§ WHAT TO PRODUCE:
Skip the images and restate every line of the records exactly.

(ENTRIES PROVIDED)

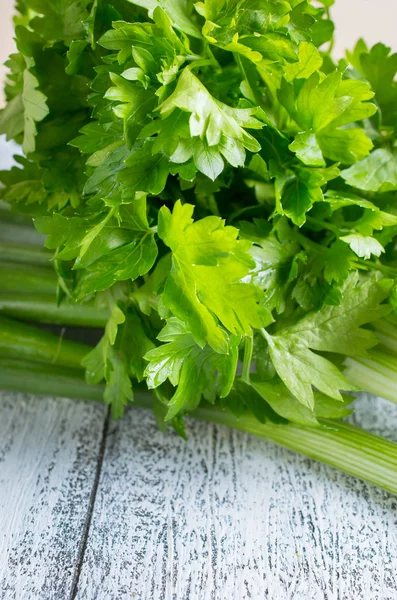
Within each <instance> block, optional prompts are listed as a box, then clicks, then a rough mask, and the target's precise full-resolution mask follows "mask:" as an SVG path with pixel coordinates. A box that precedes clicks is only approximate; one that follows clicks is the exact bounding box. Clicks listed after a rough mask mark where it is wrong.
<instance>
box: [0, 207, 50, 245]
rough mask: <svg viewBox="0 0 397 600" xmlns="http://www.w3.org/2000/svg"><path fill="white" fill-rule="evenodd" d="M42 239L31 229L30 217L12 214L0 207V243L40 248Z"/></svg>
mask: <svg viewBox="0 0 397 600" xmlns="http://www.w3.org/2000/svg"><path fill="white" fill-rule="evenodd" d="M44 239H45V238H44V236H43V235H42V234H41V233H39V232H38V231H36V229H35V228H34V227H33V222H32V219H31V218H30V217H25V216H24V215H17V214H14V213H13V212H11V210H9V209H8V208H2V206H0V241H1V242H6V243H11V244H15V243H20V244H23V245H24V246H36V247H41V246H43V244H44Z"/></svg>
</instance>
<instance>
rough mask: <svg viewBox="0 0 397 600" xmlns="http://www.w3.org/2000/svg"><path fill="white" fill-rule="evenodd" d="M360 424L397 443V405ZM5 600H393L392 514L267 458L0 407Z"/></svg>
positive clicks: (354, 482) (362, 498) (396, 582)
mask: <svg viewBox="0 0 397 600" xmlns="http://www.w3.org/2000/svg"><path fill="white" fill-rule="evenodd" d="M356 406H357V412H356V415H355V417H354V420H355V422H356V423H358V424H361V425H363V426H365V427H367V428H368V429H369V430H371V431H374V432H376V433H380V434H382V435H384V436H386V437H388V438H389V439H394V440H395V441H397V432H396V426H395V424H396V422H397V406H393V405H391V404H390V403H387V402H385V401H383V400H380V399H376V398H371V397H369V396H367V395H364V396H362V397H361V398H360V399H359V400H358V401H357V403H356ZM0 414H1V419H0V597H1V599H2V600H8V599H10V600H11V599H17V600H25V599H26V600H35V599H37V600H50V599H54V600H64V599H66V600H68V599H72V598H78V599H81V600H83V599H84V600H102V599H103V600H124V599H126V600H127V599H131V600H132V599H135V600H151V599H155V600H160V599H164V600H196V599H197V600H207V599H208V600H242V599H248V598H252V599H254V600H262V599H265V598H266V599H271V600H290V599H291V600H292V599H293V600H323V599H324V600H325V599H327V600H331V599H337V600H352V599H353V598H358V599H363V600H378V599H379V600H394V599H395V598H397V513H396V511H397V500H396V498H395V497H392V496H390V495H388V494H387V493H386V492H382V491H380V490H378V489H376V488H374V487H372V486H370V485H367V484H365V483H363V482H360V481H358V480H355V479H353V478H351V477H348V476H346V475H343V474H341V473H339V472H337V471H335V470H333V469H331V468H328V467H325V466H322V465H320V464H318V463H314V462H312V461H310V460H308V459H305V458H303V457H301V456H298V455H295V454H293V453H291V452H289V451H286V450H283V449H280V448H277V447H276V446H274V445H272V444H271V443H266V442H264V441H263V440H259V439H256V438H254V437H250V436H248V435H246V434H244V433H240V432H235V431H231V430H228V429H226V428H224V427H220V426H213V425H210V424H205V423H197V422H193V421H189V423H188V434H189V441H188V442H185V441H183V440H182V439H180V438H178V437H177V436H176V435H175V434H173V433H171V432H170V433H161V432H159V431H158V430H157V428H156V425H155V422H154V419H153V418H152V416H151V414H150V413H149V412H146V411H145V410H144V409H138V408H137V409H133V408H132V409H130V410H129V411H128V413H127V416H126V417H125V418H124V420H121V421H119V422H118V423H114V422H112V421H110V420H109V418H108V417H107V410H106V408H105V407H103V406H101V405H97V404H90V403H84V402H76V401H71V400H65V399H54V398H44V397H33V396H26V395H18V394H11V393H5V392H1V393H0Z"/></svg>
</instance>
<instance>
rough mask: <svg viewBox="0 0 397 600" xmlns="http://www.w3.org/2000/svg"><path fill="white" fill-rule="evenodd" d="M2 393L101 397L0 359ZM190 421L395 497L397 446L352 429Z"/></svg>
mask: <svg viewBox="0 0 397 600" xmlns="http://www.w3.org/2000/svg"><path fill="white" fill-rule="evenodd" d="M0 388H2V389H8V390H13V391H21V392H27V393H36V394H47V395H55V396H63V397H71V398H81V399H87V400H100V399H101V398H102V392H103V387H102V386H89V385H87V384H86V383H85V382H84V379H83V376H82V372H81V371H76V370H73V369H66V368H59V367H54V366H48V365H44V364H40V363H36V364H34V363H29V362H22V361H15V360H4V359H1V358H0ZM152 402H153V397H152V394H151V393H148V392H146V393H142V392H138V393H137V394H136V395H135V404H136V405H138V406H145V407H148V408H149V407H151V405H152ZM192 416H193V417H195V418H197V419H200V420H203V421H209V422H211V423H217V424H220V425H227V426H229V427H233V428H235V429H239V430H240V431H245V432H247V433H250V434H253V435H256V436H258V437H260V438H263V439H266V440H271V441H273V442H274V443H276V444H278V445H280V446H283V447H284V448H288V449H290V450H294V451H296V452H299V453H301V454H304V455H305V456H308V457H310V458H313V459H315V460H319V461H320V462H323V463H325V464H328V465H331V466H332V467H336V468H338V469H340V470H341V471H344V472H345V473H348V474H350V475H353V476H355V477H358V478H360V479H364V480H365V481H368V482H369V483H373V484H375V485H377V486H379V487H381V488H383V489H385V490H387V491H389V492H391V493H393V494H397V444H393V443H392V442H388V441H386V440H384V439H382V438H379V437H377V436H375V435H372V434H370V433H367V432H365V431H363V430H362V429H359V428H357V427H354V426H352V425H347V424H346V423H343V422H339V421H331V420H329V421H324V422H323V424H324V425H325V426H326V427H324V428H318V427H317V428H316V427H304V426H300V425H296V424H293V423H290V424H288V425H275V424H274V423H270V422H268V423H265V424H262V423H259V421H257V420H256V419H255V417H254V416H253V415H250V414H245V415H243V416H241V417H240V418H237V417H235V416H234V415H233V414H232V413H230V412H229V411H226V410H223V409H221V408H220V407H218V406H213V405H210V404H204V405H203V406H201V407H200V408H198V409H197V410H196V411H194V413H192Z"/></svg>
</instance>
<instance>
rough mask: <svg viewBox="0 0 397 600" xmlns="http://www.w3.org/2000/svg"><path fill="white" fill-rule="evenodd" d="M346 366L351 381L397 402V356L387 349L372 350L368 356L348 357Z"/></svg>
mask: <svg viewBox="0 0 397 600" xmlns="http://www.w3.org/2000/svg"><path fill="white" fill-rule="evenodd" d="M344 367H345V369H344V372H343V374H344V375H345V377H346V378H347V380H348V381H349V382H350V383H352V384H353V385H356V386H357V387H359V388H360V389H362V390H365V391H366V392H370V393H371V394H375V395H376V396H381V397H382V398H385V399H386V400H390V401H391V402H395V403H397V357H396V356H395V355H393V354H392V353H390V352H388V351H387V349H384V350H382V349H381V348H376V349H375V350H371V351H370V352H369V353H368V357H359V358H346V359H345V361H344Z"/></svg>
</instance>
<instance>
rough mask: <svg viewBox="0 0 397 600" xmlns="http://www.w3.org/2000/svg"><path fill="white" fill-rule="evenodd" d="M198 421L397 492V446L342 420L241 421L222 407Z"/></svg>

(End ENTRIES PROVIDED)

§ WRITTEN RESPONSE:
Within each <instance> block, optional prompts are listed as a box, then clicks, then a rough mask, and the target's precise full-resolution mask follows "mask:" as an SVG path with pixel coordinates. A box that precedes clicks is only approximate; one that follows clicks is the exact bounding box. Clicks listed after a rough mask mark where it is wrong.
<instance>
box: [0, 207, 50, 245]
rough mask: <svg viewBox="0 0 397 600" xmlns="http://www.w3.org/2000/svg"><path fill="white" fill-rule="evenodd" d="M42 239L31 229L30 217L12 214L0 207V243L40 248Z"/></svg>
mask: <svg viewBox="0 0 397 600" xmlns="http://www.w3.org/2000/svg"><path fill="white" fill-rule="evenodd" d="M44 239H45V238H44V236H43V235H42V234H41V233H39V232H38V231H36V229H35V228H34V227H33V222H32V219H31V218H30V217H25V216H24V215H17V214H14V213H13V212H11V210H9V209H8V208H2V206H0V241H1V242H6V243H11V244H15V243H20V244H23V245H24V246H36V247H41V246H43V244H44Z"/></svg>
</instance>
<instance>
rough mask: <svg viewBox="0 0 397 600" xmlns="http://www.w3.org/2000/svg"><path fill="white" fill-rule="evenodd" d="M360 424L397 443V405ZM5 600H393L392 514L267 458L0 407Z"/></svg>
positive clicks: (354, 482) (362, 498) (396, 582)
mask: <svg viewBox="0 0 397 600" xmlns="http://www.w3.org/2000/svg"><path fill="white" fill-rule="evenodd" d="M356 406H357V412H356V415H355V417H354V420H355V422H356V423H358V424H361V425H363V426H365V427H367V428H368V429H369V430H371V431H374V432H376V433H380V434H382V435H384V436H386V437H388V438H389V439H394V440H395V441H397V432H396V426H395V424H396V422H397V406H393V405H391V404H390V403H387V402H385V401H383V400H380V399H376V398H371V397H369V396H367V395H364V396H362V397H361V398H360V399H359V400H358V401H357V403H356ZM0 414H1V419H0V597H1V599H2V600H8V599H10V600H11V599H17V600H25V599H26V600H35V599H37V600H50V599H54V600H64V599H66V600H68V599H72V598H78V599H81V600H83V599H84V600H102V599H103V600H124V599H126V600H127V599H131V600H132V599H135V600H151V599H155V600H160V599H164V600H196V599H197V600H207V599H208V600H242V599H248V598H252V599H254V600H262V599H265V598H266V599H271V600H290V599H291V600H292V599H293V600H323V599H324V600H325V599H327V600H331V599H337V600H352V599H353V598H358V599H363V600H378V599H379V600H394V599H395V598H397V513H396V511H397V500H396V498H395V497H392V496H390V495H388V494H387V493H386V492H382V491H380V490H378V489H376V488H374V487H372V486H370V485H367V484H365V483H363V482H360V481H358V480H355V479H353V478H351V477H348V476H346V475H343V474H341V473H339V472H337V471H335V470H333V469H331V468H328V467H325V466H322V465H320V464H318V463H314V462H312V461H310V460H308V459H305V458H303V457H301V456H298V455H295V454H293V453H291V452H289V451H286V450H283V449H280V448H277V447H276V446H274V445H272V444H271V443H266V442H264V441H263V440H259V439H256V438H254V437H250V436H248V435H246V434H244V433H240V432H235V431H231V430H228V429H226V428H224V427H220V426H213V425H210V424H205V423H197V422H193V421H189V423H188V434H189V441H188V442H185V441H183V440H182V439H180V438H178V437H177V436H176V435H175V434H173V433H171V432H170V433H161V432H159V431H158V430H157V428H156V425H155V422H154V419H153V418H152V416H151V414H150V413H149V412H146V411H145V410H144V409H138V408H137V409H133V408H132V409H130V410H129V411H128V413H127V416H126V417H125V418H124V420H121V421H119V422H118V423H114V422H112V421H110V420H109V418H108V417H107V410H106V408H105V407H103V406H101V405H97V404H90V403H84V402H76V401H71V400H65V399H54V398H44V397H33V396H26V395H18V394H11V393H5V392H1V393H0Z"/></svg>
</instance>
<instance>
rough mask: <svg viewBox="0 0 397 600" xmlns="http://www.w3.org/2000/svg"><path fill="white" fill-rule="evenodd" d="M2 393L101 397L0 359ZM190 421L395 497L397 446L352 429Z"/></svg>
mask: <svg viewBox="0 0 397 600" xmlns="http://www.w3.org/2000/svg"><path fill="white" fill-rule="evenodd" d="M0 388H2V389H8V390H13V391H21V392H27V393H36V394H47V395H55V396H63V397H71V398H81V399H87V400H100V399H101V398H102V392H103V387H102V386H89V385H87V384H86V383H85V382H84V379H83V376H82V372H81V371H76V370H73V369H66V368H59V367H54V366H48V365H44V364H40V363H36V364H34V363H29V362H22V361H15V360H4V359H1V358H0ZM152 402H153V397H152V394H151V393H148V392H146V393H142V392H138V393H137V394H136V395H135V404H136V405H138V406H145V407H148V408H149V407H151V405H152ZM192 416H193V417H195V418H197V419H200V420H203V421H209V422H211V423H217V424H220V425H227V426H229V427H233V428H235V429H239V430H240V431H245V432H247V433H250V434H253V435H256V436H258V437H260V438H263V439H266V440H271V441H273V442H274V443H276V444H278V445H280V446H283V447H284V448H288V449H290V450H294V451H296V452H299V453H301V454H304V455H305V456H308V457H310V458H313V459H315V460H319V461H320V462H323V463H325V464H328V465H331V466H332V467H336V468H338V469H340V470H341V471H344V472H345V473H348V474H350V475H353V476H355V477H358V478H360V479H364V480H365V481H368V482H369V483H373V484H375V485H377V486H379V487H381V488H383V489H385V490H387V491H389V492H391V493H393V494H397V444H393V443H392V442H388V441H386V440H384V439H382V438H379V437H377V436H375V435H372V434H370V433H367V432H365V431H363V430H362V429H359V428H357V427H354V426H352V425H347V424H346V423H343V422H339V421H331V420H329V421H324V422H323V424H324V425H325V426H326V427H324V428H318V427H317V428H316V427H304V426H300V425H296V424H293V423H290V424H288V425H275V424H274V423H270V422H268V423H265V424H262V423H259V421H257V420H256V419H255V417H254V416H253V415H250V414H245V415H243V416H241V417H240V418H237V417H235V416H234V415H233V414H232V413H230V412H229V411H226V410H223V409H221V408H220V407H218V406H213V405H210V404H204V405H203V406H201V407H200V408H198V409H197V410H196V411H194V413H192Z"/></svg>
</instance>
<instance>
rough mask: <svg viewBox="0 0 397 600" xmlns="http://www.w3.org/2000/svg"><path fill="white" fill-rule="evenodd" d="M346 366L351 381L397 402V356L387 349L372 350L368 356L348 357Z"/></svg>
mask: <svg viewBox="0 0 397 600" xmlns="http://www.w3.org/2000/svg"><path fill="white" fill-rule="evenodd" d="M344 367H345V369H344V372H343V374H344V375H345V377H346V378H347V380H348V381H349V382H350V383H352V384H353V385H356V386H357V387H359V388H360V389H362V390H365V391H366V392H370V393H371V394H375V395H376V396H381V397H382V398H385V399H386V400H390V401H391V402H395V403H397V357H396V356H395V355H393V354H392V353H390V352H388V351H387V349H384V350H382V349H381V348H376V349H375V350H371V351H370V352H369V353H368V357H359V358H346V359H345V361H344Z"/></svg>
</instance>
<instance>
rough mask: <svg viewBox="0 0 397 600" xmlns="http://www.w3.org/2000/svg"><path fill="white" fill-rule="evenodd" d="M198 421L397 492V446L342 420L241 421L222 407Z"/></svg>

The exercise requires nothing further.